## BRIEF
Each line of the records below that holds "girl" should be copied out.

## Referring expression pointing data
____________________

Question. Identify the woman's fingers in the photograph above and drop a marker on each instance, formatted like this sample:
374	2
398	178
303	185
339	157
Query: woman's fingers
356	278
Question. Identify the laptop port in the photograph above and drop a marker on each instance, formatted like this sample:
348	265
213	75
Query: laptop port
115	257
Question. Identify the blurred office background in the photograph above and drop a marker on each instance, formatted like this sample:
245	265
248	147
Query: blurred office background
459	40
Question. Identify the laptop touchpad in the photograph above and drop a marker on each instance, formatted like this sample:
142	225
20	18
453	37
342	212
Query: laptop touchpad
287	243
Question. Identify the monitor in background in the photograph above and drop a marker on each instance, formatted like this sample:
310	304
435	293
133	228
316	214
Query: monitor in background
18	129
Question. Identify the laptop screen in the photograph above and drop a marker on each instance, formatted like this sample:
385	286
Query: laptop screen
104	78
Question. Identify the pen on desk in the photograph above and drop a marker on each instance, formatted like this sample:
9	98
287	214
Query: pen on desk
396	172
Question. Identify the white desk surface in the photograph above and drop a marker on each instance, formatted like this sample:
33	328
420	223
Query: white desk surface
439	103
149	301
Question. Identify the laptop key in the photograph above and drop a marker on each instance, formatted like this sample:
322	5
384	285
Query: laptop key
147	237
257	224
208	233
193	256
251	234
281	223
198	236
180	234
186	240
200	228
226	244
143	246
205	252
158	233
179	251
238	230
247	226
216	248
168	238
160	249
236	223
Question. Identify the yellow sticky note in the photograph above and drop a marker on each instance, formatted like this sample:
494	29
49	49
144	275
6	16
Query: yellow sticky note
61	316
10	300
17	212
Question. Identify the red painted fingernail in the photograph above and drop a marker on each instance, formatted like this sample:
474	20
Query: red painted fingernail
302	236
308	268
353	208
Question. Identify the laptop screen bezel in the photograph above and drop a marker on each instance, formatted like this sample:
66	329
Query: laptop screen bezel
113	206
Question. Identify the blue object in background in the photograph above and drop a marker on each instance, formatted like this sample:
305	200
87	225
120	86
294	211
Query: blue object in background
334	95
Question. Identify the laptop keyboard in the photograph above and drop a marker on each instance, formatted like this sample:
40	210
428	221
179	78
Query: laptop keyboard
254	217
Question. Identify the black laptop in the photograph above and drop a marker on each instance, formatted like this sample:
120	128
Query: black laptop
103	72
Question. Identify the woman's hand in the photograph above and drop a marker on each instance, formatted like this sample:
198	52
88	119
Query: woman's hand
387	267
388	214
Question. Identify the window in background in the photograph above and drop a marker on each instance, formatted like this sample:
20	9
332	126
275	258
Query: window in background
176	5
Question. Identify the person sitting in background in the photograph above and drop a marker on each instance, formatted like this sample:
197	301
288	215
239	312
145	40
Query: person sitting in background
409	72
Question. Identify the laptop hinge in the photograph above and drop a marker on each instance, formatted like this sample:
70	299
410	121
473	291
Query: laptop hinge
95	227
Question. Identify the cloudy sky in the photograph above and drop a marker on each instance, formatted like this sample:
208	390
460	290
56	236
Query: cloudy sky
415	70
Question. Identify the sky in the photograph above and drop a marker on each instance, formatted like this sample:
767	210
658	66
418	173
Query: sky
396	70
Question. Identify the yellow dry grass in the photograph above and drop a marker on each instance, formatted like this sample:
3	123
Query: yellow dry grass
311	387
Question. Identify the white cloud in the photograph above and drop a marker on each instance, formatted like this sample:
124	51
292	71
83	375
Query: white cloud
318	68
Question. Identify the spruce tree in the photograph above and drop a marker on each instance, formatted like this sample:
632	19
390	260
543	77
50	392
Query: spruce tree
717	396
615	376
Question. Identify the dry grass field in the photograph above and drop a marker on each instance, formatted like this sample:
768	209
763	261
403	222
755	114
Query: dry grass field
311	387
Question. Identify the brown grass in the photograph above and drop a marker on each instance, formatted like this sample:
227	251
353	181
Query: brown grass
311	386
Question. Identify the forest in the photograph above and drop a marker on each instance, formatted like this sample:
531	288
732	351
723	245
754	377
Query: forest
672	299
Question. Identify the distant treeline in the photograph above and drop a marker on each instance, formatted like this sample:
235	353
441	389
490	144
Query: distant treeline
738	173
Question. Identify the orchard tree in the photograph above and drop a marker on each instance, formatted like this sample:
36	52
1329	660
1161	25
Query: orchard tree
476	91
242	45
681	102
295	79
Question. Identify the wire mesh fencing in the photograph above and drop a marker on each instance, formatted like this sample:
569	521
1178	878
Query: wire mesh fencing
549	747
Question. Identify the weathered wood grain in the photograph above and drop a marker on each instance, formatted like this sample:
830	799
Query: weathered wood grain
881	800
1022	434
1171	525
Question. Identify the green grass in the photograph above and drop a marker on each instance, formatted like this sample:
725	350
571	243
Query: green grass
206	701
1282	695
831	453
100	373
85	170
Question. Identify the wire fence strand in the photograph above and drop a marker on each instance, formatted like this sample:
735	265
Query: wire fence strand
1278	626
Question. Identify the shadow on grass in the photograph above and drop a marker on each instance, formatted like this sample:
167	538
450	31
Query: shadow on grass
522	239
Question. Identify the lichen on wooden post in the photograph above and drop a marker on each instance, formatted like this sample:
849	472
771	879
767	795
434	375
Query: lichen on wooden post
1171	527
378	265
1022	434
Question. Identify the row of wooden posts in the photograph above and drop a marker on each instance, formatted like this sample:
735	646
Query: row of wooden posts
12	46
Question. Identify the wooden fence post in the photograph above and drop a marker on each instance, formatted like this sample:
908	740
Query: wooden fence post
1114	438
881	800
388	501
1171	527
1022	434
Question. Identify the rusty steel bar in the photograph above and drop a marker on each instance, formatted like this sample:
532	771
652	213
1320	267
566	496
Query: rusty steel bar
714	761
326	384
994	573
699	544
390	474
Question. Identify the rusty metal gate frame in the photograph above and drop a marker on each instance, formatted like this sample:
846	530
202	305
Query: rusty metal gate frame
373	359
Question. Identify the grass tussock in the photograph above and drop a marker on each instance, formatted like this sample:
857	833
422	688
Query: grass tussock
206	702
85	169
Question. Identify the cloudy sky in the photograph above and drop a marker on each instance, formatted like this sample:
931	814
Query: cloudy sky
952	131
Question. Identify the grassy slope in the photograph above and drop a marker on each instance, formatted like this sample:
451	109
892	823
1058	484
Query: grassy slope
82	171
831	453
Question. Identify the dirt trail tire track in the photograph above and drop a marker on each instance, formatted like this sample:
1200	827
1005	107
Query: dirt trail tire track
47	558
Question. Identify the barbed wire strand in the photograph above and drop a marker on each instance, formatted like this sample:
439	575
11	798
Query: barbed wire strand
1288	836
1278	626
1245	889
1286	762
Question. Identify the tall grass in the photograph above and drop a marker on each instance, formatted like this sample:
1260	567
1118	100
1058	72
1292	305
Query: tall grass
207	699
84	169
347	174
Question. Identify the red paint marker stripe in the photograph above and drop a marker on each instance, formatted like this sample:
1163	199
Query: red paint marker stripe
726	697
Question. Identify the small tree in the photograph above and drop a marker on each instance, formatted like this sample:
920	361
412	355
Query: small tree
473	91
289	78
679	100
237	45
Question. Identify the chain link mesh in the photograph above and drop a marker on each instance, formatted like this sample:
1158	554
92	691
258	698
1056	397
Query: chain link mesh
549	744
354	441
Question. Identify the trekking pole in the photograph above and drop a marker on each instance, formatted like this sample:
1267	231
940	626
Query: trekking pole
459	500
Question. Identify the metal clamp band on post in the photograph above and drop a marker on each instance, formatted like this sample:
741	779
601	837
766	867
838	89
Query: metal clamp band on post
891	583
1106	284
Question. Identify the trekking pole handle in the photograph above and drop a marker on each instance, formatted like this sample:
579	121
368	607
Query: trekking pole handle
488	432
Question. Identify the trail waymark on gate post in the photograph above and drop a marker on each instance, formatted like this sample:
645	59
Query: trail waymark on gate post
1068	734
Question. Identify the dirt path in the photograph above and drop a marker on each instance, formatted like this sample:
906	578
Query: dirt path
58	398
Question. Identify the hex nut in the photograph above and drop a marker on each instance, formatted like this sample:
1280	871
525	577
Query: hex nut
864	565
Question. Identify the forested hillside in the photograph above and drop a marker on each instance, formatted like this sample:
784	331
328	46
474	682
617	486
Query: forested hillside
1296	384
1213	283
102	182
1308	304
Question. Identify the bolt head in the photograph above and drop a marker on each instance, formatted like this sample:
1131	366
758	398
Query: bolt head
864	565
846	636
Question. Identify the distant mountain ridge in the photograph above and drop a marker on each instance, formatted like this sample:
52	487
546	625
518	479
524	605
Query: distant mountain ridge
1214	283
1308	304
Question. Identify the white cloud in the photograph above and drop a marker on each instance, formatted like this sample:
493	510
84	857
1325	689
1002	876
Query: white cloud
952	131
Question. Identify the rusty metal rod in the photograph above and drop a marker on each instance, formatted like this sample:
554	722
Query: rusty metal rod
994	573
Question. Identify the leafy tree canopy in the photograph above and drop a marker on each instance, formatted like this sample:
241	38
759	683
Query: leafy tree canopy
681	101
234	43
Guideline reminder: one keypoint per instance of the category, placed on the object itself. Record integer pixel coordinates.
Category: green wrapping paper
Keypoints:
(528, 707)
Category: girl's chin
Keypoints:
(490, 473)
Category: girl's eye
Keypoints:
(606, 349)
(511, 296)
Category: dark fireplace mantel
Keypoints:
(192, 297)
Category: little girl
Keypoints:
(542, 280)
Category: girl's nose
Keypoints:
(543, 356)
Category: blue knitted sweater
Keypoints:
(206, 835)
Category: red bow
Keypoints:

____________________

## ANSWER FOR THIS EXERCISE
Category: girl's chin
Category: girl's eye
Category: little girl
Category: girl's nose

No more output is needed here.